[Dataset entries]
--- --- ---
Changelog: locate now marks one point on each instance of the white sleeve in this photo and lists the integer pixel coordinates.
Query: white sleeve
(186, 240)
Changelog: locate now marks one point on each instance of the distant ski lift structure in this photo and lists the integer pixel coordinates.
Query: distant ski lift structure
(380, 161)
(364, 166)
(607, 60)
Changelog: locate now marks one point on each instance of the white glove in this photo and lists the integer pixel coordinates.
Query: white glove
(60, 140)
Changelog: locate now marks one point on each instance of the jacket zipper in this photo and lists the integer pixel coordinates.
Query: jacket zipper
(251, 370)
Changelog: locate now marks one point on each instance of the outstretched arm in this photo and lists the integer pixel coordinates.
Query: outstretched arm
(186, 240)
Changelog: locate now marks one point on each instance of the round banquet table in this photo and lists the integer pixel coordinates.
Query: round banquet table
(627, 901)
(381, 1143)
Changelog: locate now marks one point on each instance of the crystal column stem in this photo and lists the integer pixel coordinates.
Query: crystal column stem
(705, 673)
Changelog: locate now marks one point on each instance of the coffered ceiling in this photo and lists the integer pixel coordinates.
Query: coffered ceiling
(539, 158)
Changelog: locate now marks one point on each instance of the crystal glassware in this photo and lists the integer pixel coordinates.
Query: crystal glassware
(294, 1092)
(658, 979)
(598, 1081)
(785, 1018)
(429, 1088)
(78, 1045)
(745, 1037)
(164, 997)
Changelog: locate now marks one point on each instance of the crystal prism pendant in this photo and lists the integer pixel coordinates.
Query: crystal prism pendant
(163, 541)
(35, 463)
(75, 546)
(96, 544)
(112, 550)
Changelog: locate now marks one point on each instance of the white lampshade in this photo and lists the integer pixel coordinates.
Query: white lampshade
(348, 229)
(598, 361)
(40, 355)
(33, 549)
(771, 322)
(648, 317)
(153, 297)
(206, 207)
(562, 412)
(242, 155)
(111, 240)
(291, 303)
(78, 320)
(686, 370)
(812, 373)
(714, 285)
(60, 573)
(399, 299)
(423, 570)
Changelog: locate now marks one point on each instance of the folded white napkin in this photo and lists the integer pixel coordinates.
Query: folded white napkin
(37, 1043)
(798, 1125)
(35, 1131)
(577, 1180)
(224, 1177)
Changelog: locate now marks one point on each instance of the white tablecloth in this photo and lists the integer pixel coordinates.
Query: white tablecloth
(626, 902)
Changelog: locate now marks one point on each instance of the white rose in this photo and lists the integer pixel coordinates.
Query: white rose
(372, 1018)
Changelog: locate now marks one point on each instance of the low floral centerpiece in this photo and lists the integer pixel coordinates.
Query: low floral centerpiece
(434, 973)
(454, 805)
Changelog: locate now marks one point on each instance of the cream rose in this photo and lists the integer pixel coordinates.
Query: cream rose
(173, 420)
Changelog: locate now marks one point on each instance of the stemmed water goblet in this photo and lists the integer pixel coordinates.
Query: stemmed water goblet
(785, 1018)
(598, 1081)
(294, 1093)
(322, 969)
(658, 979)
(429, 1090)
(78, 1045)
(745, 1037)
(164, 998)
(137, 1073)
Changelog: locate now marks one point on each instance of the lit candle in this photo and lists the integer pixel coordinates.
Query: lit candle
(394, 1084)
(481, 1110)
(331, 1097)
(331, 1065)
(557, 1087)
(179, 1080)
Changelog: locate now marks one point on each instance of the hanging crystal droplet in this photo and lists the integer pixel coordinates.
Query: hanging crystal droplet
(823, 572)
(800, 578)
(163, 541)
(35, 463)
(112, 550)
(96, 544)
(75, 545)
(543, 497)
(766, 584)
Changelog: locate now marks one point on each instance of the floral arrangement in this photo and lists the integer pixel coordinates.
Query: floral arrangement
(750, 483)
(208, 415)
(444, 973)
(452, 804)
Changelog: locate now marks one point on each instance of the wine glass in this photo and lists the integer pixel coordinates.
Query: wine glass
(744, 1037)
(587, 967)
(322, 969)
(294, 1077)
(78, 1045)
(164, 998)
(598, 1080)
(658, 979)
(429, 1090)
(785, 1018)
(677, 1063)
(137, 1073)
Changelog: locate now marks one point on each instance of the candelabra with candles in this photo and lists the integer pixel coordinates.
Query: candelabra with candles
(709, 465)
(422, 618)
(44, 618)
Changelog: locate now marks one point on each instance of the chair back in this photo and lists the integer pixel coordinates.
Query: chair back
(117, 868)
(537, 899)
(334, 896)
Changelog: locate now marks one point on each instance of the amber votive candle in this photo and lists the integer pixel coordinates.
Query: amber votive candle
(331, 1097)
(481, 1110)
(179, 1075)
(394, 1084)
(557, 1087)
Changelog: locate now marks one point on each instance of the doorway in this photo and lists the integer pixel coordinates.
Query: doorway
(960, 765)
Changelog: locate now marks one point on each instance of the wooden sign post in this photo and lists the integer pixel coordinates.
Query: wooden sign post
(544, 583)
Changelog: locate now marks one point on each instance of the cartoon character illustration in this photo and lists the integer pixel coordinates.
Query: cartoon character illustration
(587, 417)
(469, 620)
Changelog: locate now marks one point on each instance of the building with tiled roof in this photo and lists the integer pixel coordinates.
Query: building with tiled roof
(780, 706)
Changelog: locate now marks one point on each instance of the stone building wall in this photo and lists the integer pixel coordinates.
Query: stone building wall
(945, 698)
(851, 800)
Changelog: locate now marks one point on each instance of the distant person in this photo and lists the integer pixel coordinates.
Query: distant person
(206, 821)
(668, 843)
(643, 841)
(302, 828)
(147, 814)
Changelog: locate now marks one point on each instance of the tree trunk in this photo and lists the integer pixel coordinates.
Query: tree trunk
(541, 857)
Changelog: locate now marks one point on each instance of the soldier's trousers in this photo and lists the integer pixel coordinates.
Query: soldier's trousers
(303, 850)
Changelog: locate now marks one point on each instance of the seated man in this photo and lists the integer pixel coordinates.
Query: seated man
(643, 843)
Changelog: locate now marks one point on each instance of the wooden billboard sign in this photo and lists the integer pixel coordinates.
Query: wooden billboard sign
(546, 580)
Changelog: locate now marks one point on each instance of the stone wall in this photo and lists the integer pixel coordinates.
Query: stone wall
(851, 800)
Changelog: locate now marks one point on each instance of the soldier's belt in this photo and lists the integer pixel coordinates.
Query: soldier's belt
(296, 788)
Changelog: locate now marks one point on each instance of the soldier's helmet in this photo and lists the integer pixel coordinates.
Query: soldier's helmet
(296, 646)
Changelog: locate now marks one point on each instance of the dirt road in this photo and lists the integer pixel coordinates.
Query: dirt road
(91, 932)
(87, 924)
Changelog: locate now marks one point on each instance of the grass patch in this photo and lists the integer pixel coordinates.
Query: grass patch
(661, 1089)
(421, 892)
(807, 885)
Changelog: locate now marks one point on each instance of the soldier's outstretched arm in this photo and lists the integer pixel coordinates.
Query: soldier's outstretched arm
--- --- ---
◆ ASSIGNMENT
Repeat each of the entries exactly.

◆ SOLUTION TO THE EXERCISE
Changelog: locate now marks one point on each instance of the white sleeve in this photo and lists the integer pixel coordinates.
Query: white sleeve
(186, 240)
Changelog: locate now marks one point on each instance of the distant ski lift structure in this photo and lists the integer pixel coordinates.
Query: distant ski lift structure
(380, 161)
(364, 166)
(607, 60)
Changelog: locate now marks one point on each instance of the white glove in this photo and lists the integer pixel coordinates.
Query: white glove
(60, 140)
Changelog: locate now marks one point on each instance of the jacket zipper in this photo and lists the integer pixel coordinates.
Query: jacket zipper
(251, 370)
Changelog: locate now marks one point on each instance of the outstretched arm in this photo and lists the integer pixel coordinates.
Query: outstretched arm
(186, 240)
Changelog: locate now marks one point on each instance of the round banquet table in this photo and lists the integer pixel coordinates.
Query: round banquet table
(627, 901)
(381, 1143)
Changelog: locate now marks one point on each instance of the crystal column stem in this photo and lists the integer pixel coordinates.
Query: crystal column stem
(705, 673)
Changelog: locate now marks one point on each instance of the coffered ceiling in this photo and lists the integer pixel coordinates.
Query: coffered ceiling
(539, 158)
Changelog: locate now marks one point on each instance of the crystal glassware in this photo and lists the integer pixel coordinates.
Query: crystal glassware
(294, 1092)
(658, 979)
(598, 1081)
(785, 1018)
(429, 1088)
(78, 1045)
(745, 1037)
(164, 997)
Changelog: locate now marks one point on each instance of the crystal prism pendant in this photo and lists the integer pixel coordinates.
Query: crystal prism pendant
(163, 541)
(35, 463)
(75, 546)
(96, 544)
(112, 550)
Changelog: locate now marks one point on each instance of the white lampshade in this photo and lists the integer pixel coordinates.
Query: white lampshade
(348, 229)
(598, 361)
(40, 355)
(33, 549)
(771, 322)
(648, 317)
(153, 297)
(206, 207)
(562, 412)
(242, 155)
(111, 240)
(291, 303)
(78, 320)
(686, 370)
(812, 373)
(714, 285)
(60, 573)
(399, 299)
(423, 570)
Changelog: locate now marks one point on each instance of the folded white napkin in this photo and lists the integer pixel coordinates.
Query: folded white napkin
(37, 1043)
(798, 1125)
(35, 1131)
(577, 1180)
(224, 1177)
Changelog: locate now marks one point on each instance of the white tablecloth in this photo and lists the integer pixel coordinates.
Query: white tablecloth
(626, 902)
Changelog: locate now marks one point on each instance of the white rose in this photo and lists the integer pixel coordinates.
Query: white rose
(372, 1018)
Changelog: locate now marks one point on each instance of the low floral centerpiece in this photo and lists the integer pixel coordinates.
Query: low floral centerpiece
(434, 973)
(454, 805)
Changelog: locate now marks one point on each instance of the cream rose in this photo and lists the integer pixel coordinates.
Query: cream rose
(173, 420)
Changelog: locate now marks one point on each instance of the stemmed water goblet in this photo and lists the integer pixel coordinates.
Query: stemmed water goblet
(785, 1018)
(598, 1081)
(294, 1093)
(322, 969)
(658, 979)
(429, 1090)
(78, 1045)
(745, 1037)
(164, 998)
(137, 1073)
Changelog: locate now marks one point on each instance of the lit candle in this photo and lists the integer pixel coordinates.
Query: lit candle
(394, 1084)
(481, 1110)
(331, 1097)
(331, 1065)
(557, 1087)
(179, 1080)
Changelog: locate now marks one point on each instance of the hanging crystal droplet in this photo and lists the integer pixel coordinates.
Query: hanging crystal droplet
(823, 572)
(800, 578)
(163, 541)
(35, 463)
(112, 550)
(96, 544)
(75, 545)
(543, 497)
(766, 584)
Changelog: locate now marks one point on each instance of the floral arrangement in this photo and lists the integer pixel coordinates.
Query: floral arrangement
(750, 483)
(208, 415)
(444, 973)
(452, 804)
Changelog: locate now marks one point on each instance of the wine glass in this photo and lists the integer pixel coordinates.
Query: wine glass
(744, 1037)
(587, 967)
(322, 969)
(294, 1077)
(78, 1045)
(164, 998)
(598, 1080)
(658, 979)
(429, 1090)
(785, 1018)
(677, 1063)
(137, 1073)
Changelog: locate now marks one point on each instance of the candelabra with candles in this photo and lists the integer pixel coordinates.
Query: candelabra with candles
(709, 465)
(422, 618)
(44, 618)
Changelog: locate now marks one point on each instance of the chair back in this photo and lists the integer pixel coordinates.
Query: chair back
(117, 868)
(537, 899)
(334, 896)
Changelog: locate now marks one point on each instance of the amber votive candle in this photo and lists the integer pixel coordinates.
Query: amber votive candle
(331, 1097)
(481, 1110)
(179, 1075)
(394, 1084)
(557, 1087)
Changelog: locate now marks one point on each instance of the doorway in this photo and lists the integer pixel coordinates.
Query: doorway
(960, 765)
Changelog: locate now marks one point on each instance of the wooden sign post in this photo and lists the integer pixel coordinates.
Query: wooden sign post
(544, 583)
Changelog: locate now marks one point on each instance of the cartoon character illustration in this photo and lists the integer pixel coordinates.
Query: cartoon character illustration
(587, 417)
(469, 620)
Changelog: locate now marks one point on each instance of the building with tiled roof in this photo and lists the integer pixel coordinates.
Query: building with tiled roof
(780, 706)
Changelog: locate now marks one point on each instance of the stone building wall in this photo and lists the integer pixel coordinates.
Query: stone building wall
(945, 698)
(851, 800)
Changelog: locate now marks one point on each instance of the distant person in this photo and lists the integer pixel coordinates.
Query: distant person
(206, 821)
(668, 843)
(643, 841)
(302, 828)
(147, 814)
Changelog: locate now marks one point on each instance of the tree trunk in this photo and lists the integer pixel coordinates.
Query: tree trunk
(541, 857)
Changelog: locate now marks one point on each instance of the soldier's trousers in this photo and lists the integer pixel coordinates.
Query: soldier's trousers
(303, 850)
Changelog: locate now marks one point on each instance of the seated man in this photo and lists the integer pixel coordinates.
Query: seated man
(643, 843)
Changelog: locate now marks one point on each instance of the wooden billboard sign in this photo and lists the integer pixel coordinates.
Query: wooden billboard sign
(546, 580)
Changelog: locate now marks one point on each instance of the stone wall in this photo and lists the integer pixel coordinates.
Query: stone wall
(851, 800)
Changelog: locate now marks one point on each instance of the soldier's belt in this photo and lists the integer pixel coordinates.
Query: soldier's belt
(296, 788)
Changelog: locate now marks one point on each instance of the soldier's helmet in this photo and lists the integer pixel coordinates.
Query: soldier's helmet
(296, 646)
Changelog: locate now marks one point on each instance of the dirt road in this photo and lists the integer pixel coordinates.
Query: dirt road
(91, 932)
(87, 924)
Changelog: locate now marks one point on each instance of the grass patch in this photo and lists the integer pixel coordinates.
Query: grass patch
(661, 1089)
(421, 892)
(807, 885)
Changelog: locate now marks one point on each instance of the soldier's outstretched arm in this photo and lists the integer pixel coordinates.
Query: soldier's outstretched arm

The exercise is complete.